— Start of EXTRACTED TEXT —
Additional authority

If the behavior that violated the student code of conduct was not a manifestation of the child’s disability (see Manifestation determination, below) and the disciplinary change of placement would exceed 10 school days in a row, school personnel may apply the disciplinary procedures to that child with a disability in the same manner and for the same duration as it would to children without disabilities, except that the school must provide services to that child as described below under Services. The child’s CSE or CPSE determines the IAES for such services.

Services

The services that must be provided to a child with a disability who has been removed from the child’s current placement may be provided in an IAES.

A school district is only required to provide services to a child with a disability who has been removed from his or her current placement for 10 school days or less in that school year, if it provides services to a child without disabilities who has been similarly removed.

In New York State, the school district must provide alternative instruction to a student with a disability who has been suspended for less than 10 days in a school year if the student is of compulsory school age. If the student is not of compulsory school age, alternative instruction must be provided if these services are provided to nondisabled students.

The education service requirements for students with disabilities during the first 10 days of suspension in a school year are the same as they are for nondisabled students. In New York State, alternative instruction must be provided for a minimum of two hours daily (10 hours of instruction per week) for an elementary student and three hours daily (15 hours of instruction per week) for a secondary student. If a student who is not of compulsory school age is suspended, the school district is not required to provide the student with the alternative instruction unless they provide this instruction to nondisabled students.

A child with a disability who is removed from the child’s current placement for more than 10 school days must:

  1. continue to receive educational services, so as to enable the child to continue to participate in the general education curriculum, although in another setting, and to progress toward meeting the goals set out in the child’s IEP; and
  2. receive, as appropriate, a functional behavioral assessment (FBA), and behavioral intervention (BIP) services and modifications that are designed to address the behavior violation so that it does not happen again.

After a child with a disability has been removed from his or her current placement for 10 school days in that same school year, and if the current removal is for 10 school days in a row or less and if the removal is not a change of placement (see definition below), then school personnel, in consultation with at least one of the child’s teachers, determine the extent to which services are needed to enable the child to continue to participate in the general education curriculum, although in another setting, and to progress toward meeting the goals set out in the child’s IEP.

If the removal is a change of placement (see definition below), the child’s CSE or CPSE determines the appropriate services to enable the child to continue to participate in the general education curriculum, although in another setting, and to progress toward meeting the goals set out in the child’s IEP.

Manifestation determination

Within 10 school days of any decision to change the placement of a child with a disability because of a violation of a code of student conduct (except for a removal that is for 10 school days in a row or less and not a change of placement), the school district, the parent, and relevant members of the CSE or CPSE (as determined by the parent and the school district) must review all relevant information in the student’s file, including the child’s IEP, any teacher observations, and any relevant information provided by the parents to determine:

  1. if the conduct in question was caused by, or had a direct and substantial relationship to, the child’s disability; or
  2. if the conduct in question was the direct result of the school district’s failure to implement the child’s IEP.

If the school district, the parent, and relevant members of the child’s CSE or CPSE determine that either of those conditions was met, the conduct must be determined to be a manifestation of the child’s disability.
— End of EXTRACTED TEXT —
AIM: Please carry on the text about discipline for students with disabilities from the point where it stops. Nothing in the records is needed here.
— Start of STORED DATA —
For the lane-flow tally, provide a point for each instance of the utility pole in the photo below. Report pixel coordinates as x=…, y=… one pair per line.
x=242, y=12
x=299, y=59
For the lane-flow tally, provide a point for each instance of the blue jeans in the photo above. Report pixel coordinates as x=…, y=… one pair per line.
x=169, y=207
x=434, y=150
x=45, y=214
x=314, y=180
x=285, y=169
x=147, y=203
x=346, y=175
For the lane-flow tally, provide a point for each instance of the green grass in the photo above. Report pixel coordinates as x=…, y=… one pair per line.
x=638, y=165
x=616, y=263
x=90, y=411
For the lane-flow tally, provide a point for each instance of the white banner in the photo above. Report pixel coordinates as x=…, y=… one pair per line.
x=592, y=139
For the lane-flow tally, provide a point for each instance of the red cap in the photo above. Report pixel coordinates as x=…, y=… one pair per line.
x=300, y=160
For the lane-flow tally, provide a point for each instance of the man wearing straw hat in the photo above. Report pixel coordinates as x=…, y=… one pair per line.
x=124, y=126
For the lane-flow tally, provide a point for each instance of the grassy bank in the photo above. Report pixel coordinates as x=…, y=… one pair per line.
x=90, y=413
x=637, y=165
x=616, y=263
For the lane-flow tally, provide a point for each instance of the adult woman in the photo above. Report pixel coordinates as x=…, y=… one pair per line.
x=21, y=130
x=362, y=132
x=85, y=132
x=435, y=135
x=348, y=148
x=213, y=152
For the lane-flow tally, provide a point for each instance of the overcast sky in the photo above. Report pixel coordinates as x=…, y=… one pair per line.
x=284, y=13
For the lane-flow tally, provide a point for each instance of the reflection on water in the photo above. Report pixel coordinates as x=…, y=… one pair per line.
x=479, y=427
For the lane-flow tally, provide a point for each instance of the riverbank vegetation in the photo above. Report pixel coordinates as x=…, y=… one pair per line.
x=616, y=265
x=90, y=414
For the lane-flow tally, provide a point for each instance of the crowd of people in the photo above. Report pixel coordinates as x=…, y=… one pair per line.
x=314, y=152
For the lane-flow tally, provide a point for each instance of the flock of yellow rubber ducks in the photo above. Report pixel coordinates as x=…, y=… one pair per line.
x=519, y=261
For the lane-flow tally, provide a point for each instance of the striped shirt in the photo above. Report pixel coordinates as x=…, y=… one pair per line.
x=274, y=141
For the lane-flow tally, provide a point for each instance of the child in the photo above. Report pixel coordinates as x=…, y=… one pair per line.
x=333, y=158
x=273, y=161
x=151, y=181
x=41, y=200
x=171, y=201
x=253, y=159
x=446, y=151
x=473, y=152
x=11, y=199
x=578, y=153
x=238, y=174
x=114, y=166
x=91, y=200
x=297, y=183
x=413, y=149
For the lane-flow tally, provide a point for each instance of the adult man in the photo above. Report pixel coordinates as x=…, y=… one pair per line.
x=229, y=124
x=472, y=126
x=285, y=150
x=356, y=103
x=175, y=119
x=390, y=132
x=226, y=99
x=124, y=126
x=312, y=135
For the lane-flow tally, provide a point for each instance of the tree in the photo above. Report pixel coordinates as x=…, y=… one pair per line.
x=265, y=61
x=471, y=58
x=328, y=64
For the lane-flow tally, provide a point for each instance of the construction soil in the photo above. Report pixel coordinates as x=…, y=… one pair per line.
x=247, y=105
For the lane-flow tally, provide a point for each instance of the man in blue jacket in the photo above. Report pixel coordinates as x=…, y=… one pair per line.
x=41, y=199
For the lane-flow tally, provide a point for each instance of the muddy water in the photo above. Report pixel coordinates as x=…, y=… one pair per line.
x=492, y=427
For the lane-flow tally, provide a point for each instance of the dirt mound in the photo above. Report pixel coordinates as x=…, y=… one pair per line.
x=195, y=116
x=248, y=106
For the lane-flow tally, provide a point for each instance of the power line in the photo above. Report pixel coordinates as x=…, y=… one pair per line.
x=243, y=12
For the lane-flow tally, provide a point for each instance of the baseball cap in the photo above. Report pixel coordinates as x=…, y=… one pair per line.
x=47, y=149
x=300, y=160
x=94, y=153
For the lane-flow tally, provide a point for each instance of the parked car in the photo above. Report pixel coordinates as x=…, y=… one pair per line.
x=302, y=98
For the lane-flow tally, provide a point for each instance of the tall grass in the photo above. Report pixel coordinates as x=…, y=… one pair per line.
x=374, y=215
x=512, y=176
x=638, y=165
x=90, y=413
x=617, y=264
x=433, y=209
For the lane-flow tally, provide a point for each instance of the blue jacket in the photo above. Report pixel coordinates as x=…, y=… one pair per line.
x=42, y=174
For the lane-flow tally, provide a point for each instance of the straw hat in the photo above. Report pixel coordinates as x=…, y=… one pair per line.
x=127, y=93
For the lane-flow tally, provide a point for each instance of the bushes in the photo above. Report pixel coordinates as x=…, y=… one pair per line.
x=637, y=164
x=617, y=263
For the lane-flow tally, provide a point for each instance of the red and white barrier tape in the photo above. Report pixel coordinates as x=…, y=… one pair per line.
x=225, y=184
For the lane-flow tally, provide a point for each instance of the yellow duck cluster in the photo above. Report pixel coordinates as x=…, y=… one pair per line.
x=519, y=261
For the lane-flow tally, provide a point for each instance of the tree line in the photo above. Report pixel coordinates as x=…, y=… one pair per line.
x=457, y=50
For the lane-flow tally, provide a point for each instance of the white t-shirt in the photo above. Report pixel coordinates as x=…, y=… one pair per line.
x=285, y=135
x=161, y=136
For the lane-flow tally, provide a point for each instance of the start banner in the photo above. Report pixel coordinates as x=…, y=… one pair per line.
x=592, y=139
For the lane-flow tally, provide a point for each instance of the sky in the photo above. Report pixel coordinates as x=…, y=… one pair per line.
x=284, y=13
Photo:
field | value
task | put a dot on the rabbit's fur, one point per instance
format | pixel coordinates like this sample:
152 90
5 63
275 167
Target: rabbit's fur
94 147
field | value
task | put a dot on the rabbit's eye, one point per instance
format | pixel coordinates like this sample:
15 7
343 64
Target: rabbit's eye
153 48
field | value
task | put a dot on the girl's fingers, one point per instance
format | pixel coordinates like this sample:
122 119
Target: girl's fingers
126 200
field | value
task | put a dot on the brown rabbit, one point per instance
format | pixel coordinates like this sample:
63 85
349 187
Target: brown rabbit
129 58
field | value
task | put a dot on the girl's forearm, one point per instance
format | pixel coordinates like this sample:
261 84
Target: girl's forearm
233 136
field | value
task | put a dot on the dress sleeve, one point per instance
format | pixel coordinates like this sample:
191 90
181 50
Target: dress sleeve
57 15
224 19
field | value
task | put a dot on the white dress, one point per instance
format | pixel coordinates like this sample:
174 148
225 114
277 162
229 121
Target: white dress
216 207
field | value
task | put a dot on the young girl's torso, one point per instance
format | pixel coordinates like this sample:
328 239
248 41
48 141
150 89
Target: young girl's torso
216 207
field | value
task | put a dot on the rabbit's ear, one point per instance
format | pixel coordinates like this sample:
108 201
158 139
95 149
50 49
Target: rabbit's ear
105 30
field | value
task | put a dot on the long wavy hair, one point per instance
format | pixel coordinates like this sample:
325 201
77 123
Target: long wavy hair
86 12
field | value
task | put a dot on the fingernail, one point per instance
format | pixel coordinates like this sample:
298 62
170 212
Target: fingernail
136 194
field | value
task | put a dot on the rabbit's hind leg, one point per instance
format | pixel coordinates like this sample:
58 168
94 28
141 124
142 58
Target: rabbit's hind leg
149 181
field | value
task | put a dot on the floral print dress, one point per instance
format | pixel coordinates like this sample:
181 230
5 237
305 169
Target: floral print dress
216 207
— End of STORED DATA —
RESULT:
If the school district, the parent, and relevant members of the child’s CSE or CPSE determine that the conduct in question was the direct result of the school district’s failure to implement the IEP, the school district must take immediate action to remedy those deficiencies.

Determination that behavior was a manifestation of the child’s disability

If the school district, the parent, and relevant members of the CSE or CPSE determine that the conduct was a manifestation of the child’s disability, the CSE or CPSE must either:

  1. conduct an FBA, unless the school district had conducted an FBA before the behavior that resulted in the change of placement occurred, and implement a BIP for the child; or
  2. if a BIP already has been developed, review the BIP, and modify it, as necessary, to address the behavior.

Except as described below under the sub-heading Special circumstances, the school district must return the child to the placement from which the child was removed, unless the parent and the district agree to a change of placement as part of the modification of the behavioral intervention plan.

Special circumstances

Whether or not the behavior was a manifestation of the child’s disability, school personnel may remove a student to an IAES (determined by the child’s CSE or CPSE) for up to 45 school days, if the child:

  1. carries a weapon (see the definition below) to school or has a weapon at school, on school premises, or at a school function under the jurisdiction of NYSED or a school district;
  2. knowingly has or uses illegal drugs (see the definition below), or sells or solicits the sale of a controlled substance, (see the definition below), while at school, on school premises, or at a school function under the jurisdiction of NYSED or a school district; or
  3. has inflicted serious bodily injury (see the definition below) upon another person while at school, on school premises, or at a school function under the jurisdiction of NYSED or a school district.

Definitions

Controlled substance means a drug or other substance identified under schedules I, II, III, IV, or V in section 202(c) of the Controlled Substances Act (21 U.S.C. 812(c)).

Illegal drug means a controlled substance; but does not include a controlled substance that is legally possessed or used under the supervision of a licensed health-care professional or that is legally possessed or used under any other authority under that Act or under any other provision of federal law.

Serious bodily injury has the meaning given the term ‘‘serious bodily injury’’ under paragraph (3) of subsection (h) of section 1365 of title 18, United States Code.

Weapon has the meaning given the term ‘‘dangerous weapon’’ under paragraph (2) of the first subsection (g) of section 930 of title 18, United States Code.

Notification

On the date it makes the decision to make a removal that is a change of placement of the child because of a violation of a code of student conduct, the school district must notify the parents of that decision (prior written notice), and provide the parents with a procedural safeguards notice.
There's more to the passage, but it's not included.